WHAT TO PRODUCE:
Restate the entries word for word, omitting nothing.

INPUT DATA:
_ _ _ _ _

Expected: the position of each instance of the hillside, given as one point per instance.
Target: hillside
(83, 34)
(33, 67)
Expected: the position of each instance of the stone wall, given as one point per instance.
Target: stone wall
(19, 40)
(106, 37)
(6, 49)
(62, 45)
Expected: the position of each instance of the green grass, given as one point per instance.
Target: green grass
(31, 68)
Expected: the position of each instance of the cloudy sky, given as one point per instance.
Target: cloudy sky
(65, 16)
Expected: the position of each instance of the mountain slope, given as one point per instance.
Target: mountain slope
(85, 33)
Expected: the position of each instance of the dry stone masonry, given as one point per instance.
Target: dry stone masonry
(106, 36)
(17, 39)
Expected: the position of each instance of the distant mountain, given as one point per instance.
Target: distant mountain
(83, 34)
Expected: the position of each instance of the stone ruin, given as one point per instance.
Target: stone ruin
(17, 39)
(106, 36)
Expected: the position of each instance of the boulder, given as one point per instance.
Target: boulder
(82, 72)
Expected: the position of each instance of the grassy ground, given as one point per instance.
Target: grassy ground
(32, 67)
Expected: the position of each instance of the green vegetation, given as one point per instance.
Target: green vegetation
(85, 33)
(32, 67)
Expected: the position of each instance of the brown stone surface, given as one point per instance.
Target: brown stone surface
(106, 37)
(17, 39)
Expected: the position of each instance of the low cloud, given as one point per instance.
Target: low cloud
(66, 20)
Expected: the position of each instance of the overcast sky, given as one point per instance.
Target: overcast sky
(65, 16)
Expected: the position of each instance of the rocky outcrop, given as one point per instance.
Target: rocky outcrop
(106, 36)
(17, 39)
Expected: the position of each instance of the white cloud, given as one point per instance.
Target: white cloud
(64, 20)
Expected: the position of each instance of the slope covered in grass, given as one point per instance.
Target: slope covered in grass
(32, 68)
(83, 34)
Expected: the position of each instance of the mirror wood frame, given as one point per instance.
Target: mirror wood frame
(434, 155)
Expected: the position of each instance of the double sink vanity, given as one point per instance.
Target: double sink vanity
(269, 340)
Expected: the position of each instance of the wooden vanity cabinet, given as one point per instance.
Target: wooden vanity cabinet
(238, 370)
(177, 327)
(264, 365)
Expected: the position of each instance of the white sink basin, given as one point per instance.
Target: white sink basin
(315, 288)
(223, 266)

_ _ _ _ _

SOLUTION TO THIS PROBLEM:
Expected: the position of each instance of the hillside, given as one point per instance.
Target: hillside
(83, 34)
(33, 67)
Expected: the position of each instance of the stone wall, given as one point per instance.
Target: stone wall
(19, 40)
(106, 37)
(6, 49)
(62, 45)
Expected: the position of each instance of the green grass, given as one point per instance.
Target: green grass
(31, 68)
Expected: the position of each instance of the cloudy sky, given as one point per instance.
Target: cloudy sky
(65, 16)
Expected: the position of each instance of the mountain slope, given as one point per instance.
Target: mountain slope
(85, 33)
Expected: the position of each instance of the dry stone masonry, given as one point per instance.
Target: dry stone masonry
(106, 36)
(17, 39)
Expected: the position of each instance of the distant mountain, given as one point per instance.
Target: distant mountain
(83, 34)
Expected: the position of each instance of the stone ruin, given as one point per instance.
Target: stone ruin
(17, 39)
(106, 36)
Expected: the position of each instance of the boulder, given as one point per instance.
Target: boulder
(82, 72)
Expected: the position of each instance of the grassy ground, given as one point per instance.
Target: grassy ground
(32, 67)
Expected: the position of each instance of the green vegetation, given as one point per instance.
Target: green vegetation
(85, 33)
(32, 67)
Expected: the position of each instance of the brown stone surface, given as one point per instance.
Target: brown stone surface
(106, 37)
(17, 39)
Expected: the position of each instance of the low cloud, given as one point per instance.
Target: low cloud
(66, 20)
Expected: the position of each instance of the overcast sky, given as one point per instance.
Target: overcast sky
(65, 16)
Expected: the position of each instance of the rocky outcrop, given as one point per instance.
Target: rocky outcrop
(106, 36)
(17, 39)
Expected: the position of each instance of the white cloud, given as one point per instance.
Target: white cloud
(64, 20)
Expected: the position of each instance of the slope covered in grass, given as one point per instance.
Target: slope covered in grass
(32, 68)
(83, 34)
Expected: the position of each instance of the mirror wood frame, given as one point per instance.
Target: mirror wood frame
(434, 155)
Expected: the position of each instance of the double sink vanity, given as one point per instance.
Target: double sink vanity
(269, 340)
Expected: the position of each instance of the wooden vanity cabinet, given as one point per instance.
Target: wooden vanity cabinet
(238, 370)
(177, 327)
(264, 365)
Expected: the position of each instance of the white sink basin, given as one point per instance.
Target: white sink basin
(315, 288)
(223, 266)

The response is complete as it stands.